**Data in this exercise**
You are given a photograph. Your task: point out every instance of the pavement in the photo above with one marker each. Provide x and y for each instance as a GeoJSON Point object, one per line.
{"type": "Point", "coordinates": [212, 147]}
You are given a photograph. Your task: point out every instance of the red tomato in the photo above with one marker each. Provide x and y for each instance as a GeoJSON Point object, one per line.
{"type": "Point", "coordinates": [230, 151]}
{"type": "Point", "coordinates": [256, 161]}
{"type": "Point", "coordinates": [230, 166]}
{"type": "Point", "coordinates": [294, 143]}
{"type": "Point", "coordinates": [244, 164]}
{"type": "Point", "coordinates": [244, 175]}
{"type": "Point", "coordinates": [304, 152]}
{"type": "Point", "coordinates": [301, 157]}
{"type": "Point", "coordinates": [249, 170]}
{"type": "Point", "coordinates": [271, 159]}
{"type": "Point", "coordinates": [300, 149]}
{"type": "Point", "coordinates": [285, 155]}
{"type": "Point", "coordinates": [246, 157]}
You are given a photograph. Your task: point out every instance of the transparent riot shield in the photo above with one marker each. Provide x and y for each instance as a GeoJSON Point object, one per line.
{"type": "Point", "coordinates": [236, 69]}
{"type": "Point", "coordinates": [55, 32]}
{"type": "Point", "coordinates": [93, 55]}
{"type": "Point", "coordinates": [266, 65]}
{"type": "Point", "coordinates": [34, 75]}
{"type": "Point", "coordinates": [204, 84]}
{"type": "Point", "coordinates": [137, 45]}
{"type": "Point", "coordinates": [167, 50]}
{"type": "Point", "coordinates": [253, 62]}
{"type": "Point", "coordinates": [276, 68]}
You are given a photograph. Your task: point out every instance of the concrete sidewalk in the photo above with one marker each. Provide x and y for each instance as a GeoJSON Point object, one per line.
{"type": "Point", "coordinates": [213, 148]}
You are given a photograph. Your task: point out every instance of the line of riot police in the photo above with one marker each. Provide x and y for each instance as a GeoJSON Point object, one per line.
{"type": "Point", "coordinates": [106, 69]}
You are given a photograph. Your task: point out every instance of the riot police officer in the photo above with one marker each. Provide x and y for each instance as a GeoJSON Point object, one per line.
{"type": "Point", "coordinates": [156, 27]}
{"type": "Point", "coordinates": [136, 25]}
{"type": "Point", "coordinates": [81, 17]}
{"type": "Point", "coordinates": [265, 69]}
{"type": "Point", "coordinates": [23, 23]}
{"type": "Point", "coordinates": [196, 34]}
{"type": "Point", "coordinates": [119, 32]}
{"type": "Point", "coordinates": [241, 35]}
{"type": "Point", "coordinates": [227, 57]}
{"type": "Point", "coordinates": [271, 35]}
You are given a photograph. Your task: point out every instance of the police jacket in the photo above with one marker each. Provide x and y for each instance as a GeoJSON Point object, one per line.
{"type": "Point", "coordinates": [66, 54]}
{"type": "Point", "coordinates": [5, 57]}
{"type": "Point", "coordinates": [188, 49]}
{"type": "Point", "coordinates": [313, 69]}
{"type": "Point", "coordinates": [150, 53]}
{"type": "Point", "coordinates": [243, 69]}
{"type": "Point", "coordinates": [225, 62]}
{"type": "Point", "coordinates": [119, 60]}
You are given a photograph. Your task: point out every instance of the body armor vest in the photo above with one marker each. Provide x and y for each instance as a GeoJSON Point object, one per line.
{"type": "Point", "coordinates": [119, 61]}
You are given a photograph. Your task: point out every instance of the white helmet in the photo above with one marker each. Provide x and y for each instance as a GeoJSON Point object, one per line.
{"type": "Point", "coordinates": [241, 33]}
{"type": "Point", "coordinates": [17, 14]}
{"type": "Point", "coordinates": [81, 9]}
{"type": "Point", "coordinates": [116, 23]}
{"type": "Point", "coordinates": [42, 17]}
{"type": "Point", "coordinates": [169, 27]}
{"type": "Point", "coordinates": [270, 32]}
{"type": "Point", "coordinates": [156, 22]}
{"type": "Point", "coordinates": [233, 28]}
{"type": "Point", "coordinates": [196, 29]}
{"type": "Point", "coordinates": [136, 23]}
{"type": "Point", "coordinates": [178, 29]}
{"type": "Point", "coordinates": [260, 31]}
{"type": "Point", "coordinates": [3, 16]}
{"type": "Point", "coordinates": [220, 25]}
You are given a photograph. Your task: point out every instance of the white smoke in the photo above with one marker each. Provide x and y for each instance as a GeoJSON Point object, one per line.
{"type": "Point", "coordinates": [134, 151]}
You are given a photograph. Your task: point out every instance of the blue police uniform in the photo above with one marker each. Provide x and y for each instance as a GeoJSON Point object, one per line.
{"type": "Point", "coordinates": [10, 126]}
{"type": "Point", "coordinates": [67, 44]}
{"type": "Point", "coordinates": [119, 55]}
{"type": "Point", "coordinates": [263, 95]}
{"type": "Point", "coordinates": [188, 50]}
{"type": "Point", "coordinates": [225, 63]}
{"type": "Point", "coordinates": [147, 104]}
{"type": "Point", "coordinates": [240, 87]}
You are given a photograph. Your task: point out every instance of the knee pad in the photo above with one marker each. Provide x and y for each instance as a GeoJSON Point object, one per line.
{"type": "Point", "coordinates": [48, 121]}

**Work required**
Exact retyping is needed for the line with "the white smoke" and for each line after it through the end of the listing above; no other lines belong.

**Response below**
You are given a photograph. Your task: point out every instance of the white smoke in the photo above with one marker each. Provide x and y for each instance as a GeoJSON Point object, one per line.
{"type": "Point", "coordinates": [134, 151]}
You are given a photograph. Your task: point out every instance of the blue police uniform in the photo above with one marker each. Provide x and y for each instance as a GeoJSON Point object, one per line.
{"type": "Point", "coordinates": [10, 126]}
{"type": "Point", "coordinates": [67, 44]}
{"type": "Point", "coordinates": [119, 55]}
{"type": "Point", "coordinates": [263, 95]}
{"type": "Point", "coordinates": [188, 50]}
{"type": "Point", "coordinates": [225, 63]}
{"type": "Point", "coordinates": [147, 104]}
{"type": "Point", "coordinates": [240, 87]}
You are given a photograph. Your task: point out every instance of the knee pad in the photo above with one marker each. Provide x and y for each instance as a GeoJSON Point object, one per line.
{"type": "Point", "coordinates": [48, 121]}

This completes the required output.